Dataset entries
--- --- ---

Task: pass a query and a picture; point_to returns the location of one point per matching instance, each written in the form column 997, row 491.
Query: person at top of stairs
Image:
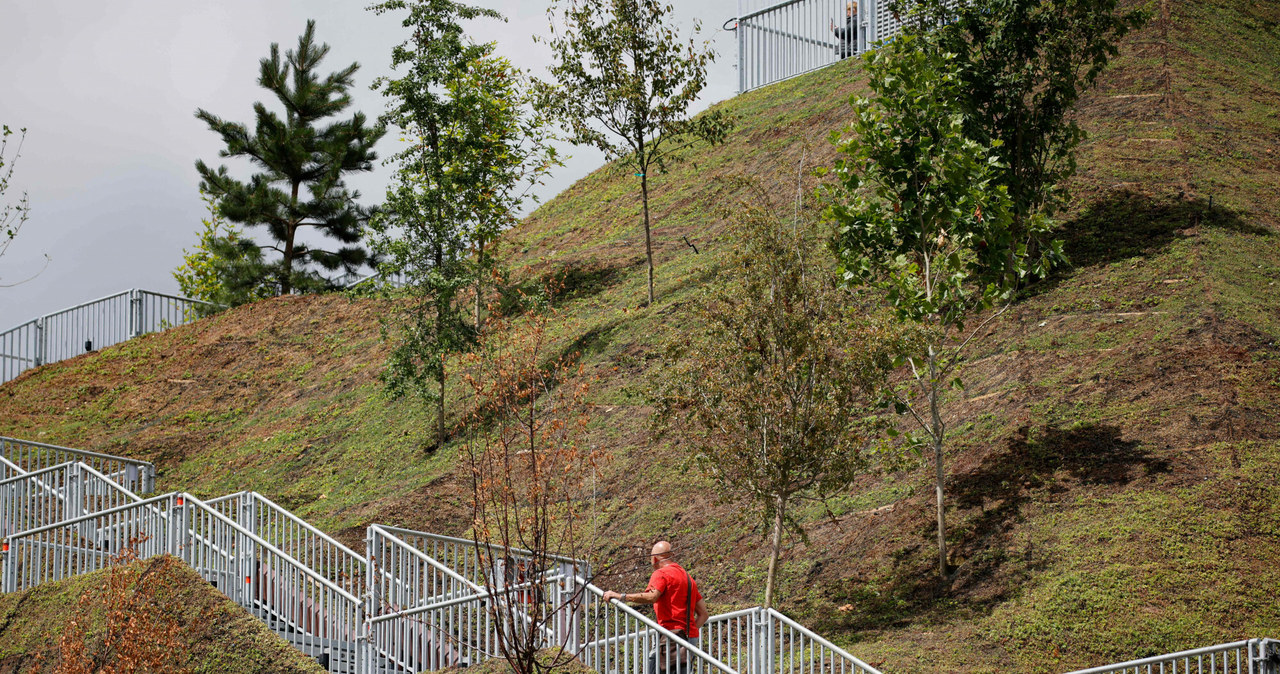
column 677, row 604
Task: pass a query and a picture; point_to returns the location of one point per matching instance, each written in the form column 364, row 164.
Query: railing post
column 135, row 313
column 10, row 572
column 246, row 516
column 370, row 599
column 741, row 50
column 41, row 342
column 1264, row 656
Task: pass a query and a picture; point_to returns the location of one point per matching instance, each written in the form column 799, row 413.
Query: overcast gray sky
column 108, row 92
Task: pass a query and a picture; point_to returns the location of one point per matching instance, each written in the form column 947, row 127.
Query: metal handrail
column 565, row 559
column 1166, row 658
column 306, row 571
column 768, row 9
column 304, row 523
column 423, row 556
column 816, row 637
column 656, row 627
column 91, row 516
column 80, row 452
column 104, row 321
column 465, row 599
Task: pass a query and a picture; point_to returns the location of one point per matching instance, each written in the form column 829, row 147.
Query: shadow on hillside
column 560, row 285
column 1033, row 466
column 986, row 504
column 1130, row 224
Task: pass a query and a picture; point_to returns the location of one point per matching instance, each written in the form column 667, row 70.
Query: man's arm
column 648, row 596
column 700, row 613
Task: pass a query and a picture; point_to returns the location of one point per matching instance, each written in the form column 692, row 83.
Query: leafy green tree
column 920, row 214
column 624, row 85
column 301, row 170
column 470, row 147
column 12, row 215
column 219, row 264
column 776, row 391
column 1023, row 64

--- --- ---

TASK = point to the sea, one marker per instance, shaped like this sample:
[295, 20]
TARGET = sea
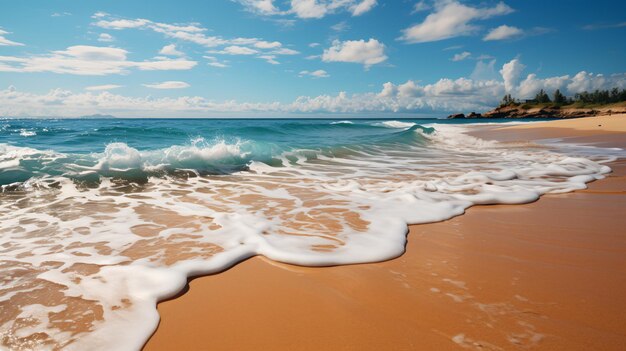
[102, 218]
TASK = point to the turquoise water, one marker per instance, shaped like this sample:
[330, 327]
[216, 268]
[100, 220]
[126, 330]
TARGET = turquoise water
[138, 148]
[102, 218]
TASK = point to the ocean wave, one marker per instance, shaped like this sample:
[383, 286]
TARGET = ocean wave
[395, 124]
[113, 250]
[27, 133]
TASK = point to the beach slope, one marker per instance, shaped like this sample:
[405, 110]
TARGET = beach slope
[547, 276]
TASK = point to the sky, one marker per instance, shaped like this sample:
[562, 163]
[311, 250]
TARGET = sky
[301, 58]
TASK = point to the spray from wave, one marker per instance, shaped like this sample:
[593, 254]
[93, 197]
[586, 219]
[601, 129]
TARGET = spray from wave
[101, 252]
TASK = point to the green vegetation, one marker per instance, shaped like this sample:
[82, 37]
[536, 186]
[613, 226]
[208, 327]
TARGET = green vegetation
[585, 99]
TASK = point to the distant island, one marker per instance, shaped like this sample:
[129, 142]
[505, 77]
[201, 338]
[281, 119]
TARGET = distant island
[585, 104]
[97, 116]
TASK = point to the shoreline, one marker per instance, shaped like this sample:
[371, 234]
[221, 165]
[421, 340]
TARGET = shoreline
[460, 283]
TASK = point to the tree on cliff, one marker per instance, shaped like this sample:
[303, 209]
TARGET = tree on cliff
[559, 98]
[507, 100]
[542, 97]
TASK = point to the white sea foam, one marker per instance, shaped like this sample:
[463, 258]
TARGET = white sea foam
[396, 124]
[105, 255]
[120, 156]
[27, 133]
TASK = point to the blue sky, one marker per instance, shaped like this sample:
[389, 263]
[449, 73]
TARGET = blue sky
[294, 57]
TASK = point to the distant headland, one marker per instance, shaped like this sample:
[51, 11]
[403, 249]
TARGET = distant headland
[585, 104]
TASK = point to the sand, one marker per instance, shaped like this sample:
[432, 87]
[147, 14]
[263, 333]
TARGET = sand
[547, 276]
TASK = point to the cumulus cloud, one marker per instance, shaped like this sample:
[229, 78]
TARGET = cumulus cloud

--- --- ---

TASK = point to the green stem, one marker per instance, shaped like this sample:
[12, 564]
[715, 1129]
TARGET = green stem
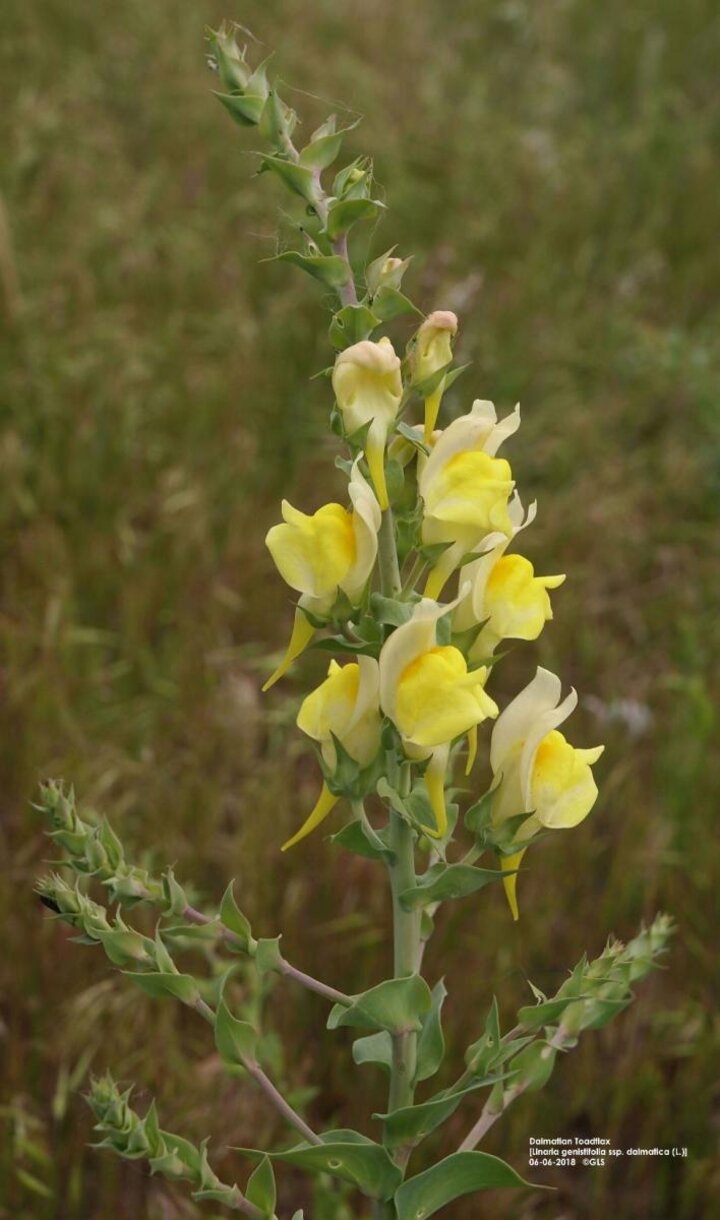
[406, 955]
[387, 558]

--- --- ---

Exercise prompt: Go to the line with "TASK = point to the blue" in the entries above and repeat every line from there through the line with "TARGET = cumulus cloud", exactly and with no other text.

Reply to the task:
TASK = point to the blue sky, one marker per instance, shaped like this sample:
[389, 263]
[449, 73]
TARGET = blue sky
[294, 57]
TASK = point to the distant headland, one marker per instance, shaped like this sample:
[51, 11]
[403, 249]
TARGET = distant headland
[585, 104]
TASK = point to the sand, one marker per instance, shaped like this sample:
[432, 87]
[147, 14]
[263, 333]
TARGET = sand
[547, 276]
TASK = point to the cumulus cloud, one marker per instance, shaped like this sample:
[229, 78]
TARGET = cumulus cloud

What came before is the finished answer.